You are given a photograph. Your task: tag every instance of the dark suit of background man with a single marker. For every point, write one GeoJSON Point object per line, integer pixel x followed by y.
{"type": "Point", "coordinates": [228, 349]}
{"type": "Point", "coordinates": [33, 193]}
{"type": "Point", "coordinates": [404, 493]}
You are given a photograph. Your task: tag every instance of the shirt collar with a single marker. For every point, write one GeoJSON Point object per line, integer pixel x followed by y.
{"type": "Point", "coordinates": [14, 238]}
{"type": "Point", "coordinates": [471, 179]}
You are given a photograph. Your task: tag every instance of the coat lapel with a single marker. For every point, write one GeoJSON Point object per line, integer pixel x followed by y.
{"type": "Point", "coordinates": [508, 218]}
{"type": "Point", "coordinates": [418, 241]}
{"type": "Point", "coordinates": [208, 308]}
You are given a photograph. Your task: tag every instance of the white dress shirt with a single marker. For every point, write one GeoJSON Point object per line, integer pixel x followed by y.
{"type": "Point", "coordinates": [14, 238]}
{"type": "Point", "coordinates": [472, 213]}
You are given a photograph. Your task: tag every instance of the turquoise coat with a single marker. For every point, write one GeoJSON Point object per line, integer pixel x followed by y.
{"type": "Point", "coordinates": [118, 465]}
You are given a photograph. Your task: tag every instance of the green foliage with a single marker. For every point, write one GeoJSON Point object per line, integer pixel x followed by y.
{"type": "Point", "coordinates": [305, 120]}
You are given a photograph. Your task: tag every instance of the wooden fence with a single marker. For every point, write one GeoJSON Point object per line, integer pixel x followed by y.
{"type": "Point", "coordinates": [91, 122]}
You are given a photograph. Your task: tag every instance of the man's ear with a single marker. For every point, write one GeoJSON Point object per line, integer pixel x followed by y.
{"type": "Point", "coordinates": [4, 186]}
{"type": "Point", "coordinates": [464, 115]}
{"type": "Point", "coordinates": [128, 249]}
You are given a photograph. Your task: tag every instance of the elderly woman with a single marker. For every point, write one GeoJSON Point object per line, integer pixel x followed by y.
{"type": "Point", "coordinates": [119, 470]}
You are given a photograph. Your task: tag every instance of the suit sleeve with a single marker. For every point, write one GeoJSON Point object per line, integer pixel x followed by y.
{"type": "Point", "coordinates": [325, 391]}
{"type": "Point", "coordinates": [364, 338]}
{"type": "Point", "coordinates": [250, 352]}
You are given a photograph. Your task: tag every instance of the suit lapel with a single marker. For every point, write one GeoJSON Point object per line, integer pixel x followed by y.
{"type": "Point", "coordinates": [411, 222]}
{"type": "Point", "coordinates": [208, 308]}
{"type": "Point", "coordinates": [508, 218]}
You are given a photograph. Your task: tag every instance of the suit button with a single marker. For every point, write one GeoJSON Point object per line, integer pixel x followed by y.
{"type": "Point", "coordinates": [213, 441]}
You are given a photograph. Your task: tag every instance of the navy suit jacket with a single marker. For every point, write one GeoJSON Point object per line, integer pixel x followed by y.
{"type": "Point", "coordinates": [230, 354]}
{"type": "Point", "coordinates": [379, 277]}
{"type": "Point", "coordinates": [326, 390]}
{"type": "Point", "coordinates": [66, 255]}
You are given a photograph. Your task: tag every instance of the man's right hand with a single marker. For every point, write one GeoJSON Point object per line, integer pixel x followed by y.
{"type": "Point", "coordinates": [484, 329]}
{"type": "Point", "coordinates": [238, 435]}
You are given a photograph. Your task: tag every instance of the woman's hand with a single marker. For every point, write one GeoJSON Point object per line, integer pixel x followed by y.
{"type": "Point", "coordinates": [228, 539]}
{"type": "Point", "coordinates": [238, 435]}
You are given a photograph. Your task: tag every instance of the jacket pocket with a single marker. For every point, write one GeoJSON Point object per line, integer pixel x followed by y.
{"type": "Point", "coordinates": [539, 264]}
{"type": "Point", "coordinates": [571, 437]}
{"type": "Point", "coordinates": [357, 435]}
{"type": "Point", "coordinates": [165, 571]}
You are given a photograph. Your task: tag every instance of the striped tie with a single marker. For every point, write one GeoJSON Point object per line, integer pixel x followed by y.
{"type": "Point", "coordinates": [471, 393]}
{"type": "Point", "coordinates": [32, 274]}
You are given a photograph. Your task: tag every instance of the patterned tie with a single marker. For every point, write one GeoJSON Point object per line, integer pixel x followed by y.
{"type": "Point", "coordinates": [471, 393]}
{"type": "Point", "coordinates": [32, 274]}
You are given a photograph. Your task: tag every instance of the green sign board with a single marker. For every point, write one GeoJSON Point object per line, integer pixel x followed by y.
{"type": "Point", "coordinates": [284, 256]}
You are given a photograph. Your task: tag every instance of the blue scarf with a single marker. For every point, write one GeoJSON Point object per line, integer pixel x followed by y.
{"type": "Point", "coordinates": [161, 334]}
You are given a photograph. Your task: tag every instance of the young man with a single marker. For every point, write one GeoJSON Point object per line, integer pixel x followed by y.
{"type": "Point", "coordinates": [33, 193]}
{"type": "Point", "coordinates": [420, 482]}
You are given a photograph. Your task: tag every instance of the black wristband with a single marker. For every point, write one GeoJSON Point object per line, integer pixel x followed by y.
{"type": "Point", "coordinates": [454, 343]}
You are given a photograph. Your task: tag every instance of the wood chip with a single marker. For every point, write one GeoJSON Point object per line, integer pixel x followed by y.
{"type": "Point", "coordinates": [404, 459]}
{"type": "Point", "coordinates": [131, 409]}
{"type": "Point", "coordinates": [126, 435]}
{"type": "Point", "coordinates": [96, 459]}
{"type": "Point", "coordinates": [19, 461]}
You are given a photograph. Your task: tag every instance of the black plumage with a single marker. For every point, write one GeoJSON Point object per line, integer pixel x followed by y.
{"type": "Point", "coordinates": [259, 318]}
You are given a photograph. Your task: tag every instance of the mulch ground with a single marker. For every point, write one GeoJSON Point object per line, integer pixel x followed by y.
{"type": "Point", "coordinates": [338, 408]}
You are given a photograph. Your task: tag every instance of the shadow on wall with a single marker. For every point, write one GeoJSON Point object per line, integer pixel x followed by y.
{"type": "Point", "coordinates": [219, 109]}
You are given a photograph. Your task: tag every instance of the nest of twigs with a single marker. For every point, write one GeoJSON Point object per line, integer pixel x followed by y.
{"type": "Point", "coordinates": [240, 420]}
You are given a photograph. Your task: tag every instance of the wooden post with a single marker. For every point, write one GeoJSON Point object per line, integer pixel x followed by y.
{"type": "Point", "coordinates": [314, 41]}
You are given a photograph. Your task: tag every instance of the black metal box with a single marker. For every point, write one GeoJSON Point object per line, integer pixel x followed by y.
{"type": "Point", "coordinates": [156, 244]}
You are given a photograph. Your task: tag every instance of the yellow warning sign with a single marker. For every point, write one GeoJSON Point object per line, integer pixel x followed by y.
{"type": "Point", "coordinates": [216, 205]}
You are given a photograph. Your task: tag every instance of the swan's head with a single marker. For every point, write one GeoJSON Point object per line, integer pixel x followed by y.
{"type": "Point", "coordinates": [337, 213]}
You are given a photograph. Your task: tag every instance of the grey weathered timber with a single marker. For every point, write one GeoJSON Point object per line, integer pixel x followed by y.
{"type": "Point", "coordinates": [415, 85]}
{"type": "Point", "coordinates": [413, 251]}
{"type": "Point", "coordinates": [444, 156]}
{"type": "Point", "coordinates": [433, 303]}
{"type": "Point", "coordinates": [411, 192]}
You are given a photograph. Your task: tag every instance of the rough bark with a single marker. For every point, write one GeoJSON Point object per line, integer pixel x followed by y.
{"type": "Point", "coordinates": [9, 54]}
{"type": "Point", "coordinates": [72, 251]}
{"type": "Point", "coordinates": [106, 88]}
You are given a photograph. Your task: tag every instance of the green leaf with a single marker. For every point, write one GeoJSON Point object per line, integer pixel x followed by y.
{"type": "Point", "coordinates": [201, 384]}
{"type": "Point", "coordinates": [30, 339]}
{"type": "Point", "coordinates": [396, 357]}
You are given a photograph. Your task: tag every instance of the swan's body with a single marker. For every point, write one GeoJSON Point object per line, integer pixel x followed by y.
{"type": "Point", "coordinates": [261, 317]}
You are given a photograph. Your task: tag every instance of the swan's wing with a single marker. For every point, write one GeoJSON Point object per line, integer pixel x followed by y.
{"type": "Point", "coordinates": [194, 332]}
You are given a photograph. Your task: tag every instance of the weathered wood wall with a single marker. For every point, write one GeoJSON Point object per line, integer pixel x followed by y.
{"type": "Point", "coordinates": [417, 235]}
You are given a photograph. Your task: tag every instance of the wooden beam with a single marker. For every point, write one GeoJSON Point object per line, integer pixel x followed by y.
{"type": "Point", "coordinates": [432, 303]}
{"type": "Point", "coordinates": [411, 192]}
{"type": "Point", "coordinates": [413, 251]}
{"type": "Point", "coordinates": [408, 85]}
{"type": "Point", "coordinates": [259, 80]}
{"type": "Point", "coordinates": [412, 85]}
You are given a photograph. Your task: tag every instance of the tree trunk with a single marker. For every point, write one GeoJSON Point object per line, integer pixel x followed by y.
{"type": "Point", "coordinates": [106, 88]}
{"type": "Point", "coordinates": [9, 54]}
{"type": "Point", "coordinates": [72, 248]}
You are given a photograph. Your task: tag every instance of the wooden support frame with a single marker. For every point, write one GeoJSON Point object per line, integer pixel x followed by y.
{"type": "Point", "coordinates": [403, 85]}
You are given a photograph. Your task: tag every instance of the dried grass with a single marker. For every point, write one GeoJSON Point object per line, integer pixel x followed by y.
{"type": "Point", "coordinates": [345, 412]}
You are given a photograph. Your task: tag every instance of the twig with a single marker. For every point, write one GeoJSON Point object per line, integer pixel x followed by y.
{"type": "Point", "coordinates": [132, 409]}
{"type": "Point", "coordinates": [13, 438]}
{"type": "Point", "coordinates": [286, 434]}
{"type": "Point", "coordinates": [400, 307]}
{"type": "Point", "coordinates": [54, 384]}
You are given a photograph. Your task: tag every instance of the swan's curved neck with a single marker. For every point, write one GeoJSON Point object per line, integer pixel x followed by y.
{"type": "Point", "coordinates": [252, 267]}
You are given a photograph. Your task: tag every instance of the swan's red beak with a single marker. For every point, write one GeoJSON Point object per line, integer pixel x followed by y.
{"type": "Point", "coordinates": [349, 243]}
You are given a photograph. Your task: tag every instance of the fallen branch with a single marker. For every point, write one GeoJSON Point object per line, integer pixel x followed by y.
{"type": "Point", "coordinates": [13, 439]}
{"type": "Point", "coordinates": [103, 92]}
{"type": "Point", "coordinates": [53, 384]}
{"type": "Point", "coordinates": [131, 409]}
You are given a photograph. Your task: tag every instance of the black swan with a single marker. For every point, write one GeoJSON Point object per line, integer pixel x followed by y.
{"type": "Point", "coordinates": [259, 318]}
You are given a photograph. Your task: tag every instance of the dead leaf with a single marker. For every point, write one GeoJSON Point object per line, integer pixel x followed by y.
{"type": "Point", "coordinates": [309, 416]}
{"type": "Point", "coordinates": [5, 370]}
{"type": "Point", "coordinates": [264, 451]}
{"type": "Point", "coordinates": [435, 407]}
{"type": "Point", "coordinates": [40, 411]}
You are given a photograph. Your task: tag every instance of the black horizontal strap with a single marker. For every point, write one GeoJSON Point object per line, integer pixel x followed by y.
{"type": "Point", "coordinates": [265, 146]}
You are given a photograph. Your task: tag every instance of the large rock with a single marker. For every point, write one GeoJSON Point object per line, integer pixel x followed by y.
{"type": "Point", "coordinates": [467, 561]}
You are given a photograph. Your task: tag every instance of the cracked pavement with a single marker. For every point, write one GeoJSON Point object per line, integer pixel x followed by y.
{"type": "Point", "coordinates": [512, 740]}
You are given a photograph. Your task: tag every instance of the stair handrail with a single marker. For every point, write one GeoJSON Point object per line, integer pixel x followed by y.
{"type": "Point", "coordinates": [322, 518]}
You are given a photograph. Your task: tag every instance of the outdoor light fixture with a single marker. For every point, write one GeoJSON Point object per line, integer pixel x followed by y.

• **What to do**
Copy out the lines from the line containing "of the stair" to the end of the listing above, without alteration.

• **Solved exercise**
You are given a photograph. Your task: tag every instance of the stair handrail with a single marker. For every point, write one GeoJSON Point object per line, integer pixel x followed by y.
{"type": "Point", "coordinates": [322, 518]}
You are given a photograph. Your task: tag every instance of the outdoor light fixture with a single marker. For every point, write one GeoJSON Point object per line, integer pixel x followed by y.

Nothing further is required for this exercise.